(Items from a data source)
|---|

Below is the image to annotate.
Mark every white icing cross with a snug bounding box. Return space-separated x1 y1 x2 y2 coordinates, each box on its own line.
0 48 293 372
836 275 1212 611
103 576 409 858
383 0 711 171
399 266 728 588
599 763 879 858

|---|

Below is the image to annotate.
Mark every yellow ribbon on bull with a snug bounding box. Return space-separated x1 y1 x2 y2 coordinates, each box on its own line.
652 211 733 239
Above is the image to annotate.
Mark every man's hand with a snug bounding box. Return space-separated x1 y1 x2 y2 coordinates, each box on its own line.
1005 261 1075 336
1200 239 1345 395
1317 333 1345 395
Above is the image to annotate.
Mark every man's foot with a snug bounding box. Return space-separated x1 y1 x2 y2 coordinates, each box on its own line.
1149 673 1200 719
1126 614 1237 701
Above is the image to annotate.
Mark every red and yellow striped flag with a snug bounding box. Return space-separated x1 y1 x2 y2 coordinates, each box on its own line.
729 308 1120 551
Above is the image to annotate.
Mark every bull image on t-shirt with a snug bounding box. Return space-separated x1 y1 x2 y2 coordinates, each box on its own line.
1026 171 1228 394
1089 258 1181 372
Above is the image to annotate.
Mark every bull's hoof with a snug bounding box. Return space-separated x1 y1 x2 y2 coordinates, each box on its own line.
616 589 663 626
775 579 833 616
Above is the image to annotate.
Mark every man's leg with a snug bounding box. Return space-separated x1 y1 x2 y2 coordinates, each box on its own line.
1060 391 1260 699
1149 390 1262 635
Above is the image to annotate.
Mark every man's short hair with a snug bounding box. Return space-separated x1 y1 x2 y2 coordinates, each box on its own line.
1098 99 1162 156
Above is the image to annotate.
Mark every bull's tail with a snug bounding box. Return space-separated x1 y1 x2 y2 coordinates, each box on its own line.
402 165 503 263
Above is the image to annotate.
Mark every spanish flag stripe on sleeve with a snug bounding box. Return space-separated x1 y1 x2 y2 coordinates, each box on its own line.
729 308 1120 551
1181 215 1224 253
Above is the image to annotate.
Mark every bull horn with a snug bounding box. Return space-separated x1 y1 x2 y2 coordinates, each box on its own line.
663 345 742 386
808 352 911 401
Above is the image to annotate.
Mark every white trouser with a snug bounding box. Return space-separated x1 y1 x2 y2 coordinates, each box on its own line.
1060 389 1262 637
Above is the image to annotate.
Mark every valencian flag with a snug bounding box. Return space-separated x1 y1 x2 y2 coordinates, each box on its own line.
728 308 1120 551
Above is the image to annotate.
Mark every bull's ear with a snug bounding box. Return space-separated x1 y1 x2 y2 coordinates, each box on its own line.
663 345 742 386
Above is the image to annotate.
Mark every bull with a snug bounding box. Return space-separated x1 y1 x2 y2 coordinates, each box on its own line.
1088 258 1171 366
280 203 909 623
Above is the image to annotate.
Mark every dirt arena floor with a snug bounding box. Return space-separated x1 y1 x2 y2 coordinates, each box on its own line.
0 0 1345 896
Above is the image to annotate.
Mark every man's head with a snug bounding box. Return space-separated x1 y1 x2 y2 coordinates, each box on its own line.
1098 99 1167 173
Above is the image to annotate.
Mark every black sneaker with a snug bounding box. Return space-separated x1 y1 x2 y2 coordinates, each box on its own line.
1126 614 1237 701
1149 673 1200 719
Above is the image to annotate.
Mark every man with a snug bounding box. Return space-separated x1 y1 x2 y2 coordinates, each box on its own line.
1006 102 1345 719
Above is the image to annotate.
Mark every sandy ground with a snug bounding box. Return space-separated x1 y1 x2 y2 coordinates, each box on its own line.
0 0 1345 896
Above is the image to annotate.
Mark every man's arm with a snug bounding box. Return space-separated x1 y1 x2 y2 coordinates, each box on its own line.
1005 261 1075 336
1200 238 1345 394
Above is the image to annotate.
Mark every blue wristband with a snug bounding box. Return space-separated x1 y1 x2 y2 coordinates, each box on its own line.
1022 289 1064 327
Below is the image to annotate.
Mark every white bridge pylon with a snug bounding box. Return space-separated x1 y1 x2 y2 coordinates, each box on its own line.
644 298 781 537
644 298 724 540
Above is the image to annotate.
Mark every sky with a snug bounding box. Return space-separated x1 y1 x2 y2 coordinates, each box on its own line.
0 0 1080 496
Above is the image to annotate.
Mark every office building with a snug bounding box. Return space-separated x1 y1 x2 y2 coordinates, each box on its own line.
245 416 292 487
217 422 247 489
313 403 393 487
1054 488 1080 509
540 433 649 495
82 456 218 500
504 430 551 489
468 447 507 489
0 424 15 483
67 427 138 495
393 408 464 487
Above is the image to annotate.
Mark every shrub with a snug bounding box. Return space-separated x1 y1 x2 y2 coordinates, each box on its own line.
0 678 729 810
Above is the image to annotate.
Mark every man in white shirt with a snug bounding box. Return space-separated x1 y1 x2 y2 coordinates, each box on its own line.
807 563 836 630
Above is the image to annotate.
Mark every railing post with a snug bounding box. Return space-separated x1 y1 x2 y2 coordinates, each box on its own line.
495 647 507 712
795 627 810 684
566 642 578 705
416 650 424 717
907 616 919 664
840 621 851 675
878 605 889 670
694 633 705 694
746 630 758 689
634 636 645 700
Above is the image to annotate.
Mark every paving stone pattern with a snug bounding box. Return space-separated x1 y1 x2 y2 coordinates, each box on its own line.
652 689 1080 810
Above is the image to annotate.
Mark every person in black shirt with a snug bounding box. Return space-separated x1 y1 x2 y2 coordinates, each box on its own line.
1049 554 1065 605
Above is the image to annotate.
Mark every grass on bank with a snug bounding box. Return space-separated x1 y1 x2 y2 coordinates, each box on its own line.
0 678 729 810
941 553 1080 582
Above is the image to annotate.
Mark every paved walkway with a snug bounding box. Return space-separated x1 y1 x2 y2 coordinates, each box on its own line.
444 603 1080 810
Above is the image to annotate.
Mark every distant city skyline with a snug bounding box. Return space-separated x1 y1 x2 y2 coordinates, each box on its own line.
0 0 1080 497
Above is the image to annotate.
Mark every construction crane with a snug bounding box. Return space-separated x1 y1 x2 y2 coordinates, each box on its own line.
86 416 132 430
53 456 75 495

|---|

> **Problem to work on**
How many lines in the records contain the word "flag"? Reply with the number only.

> **Answer for this exercise**
3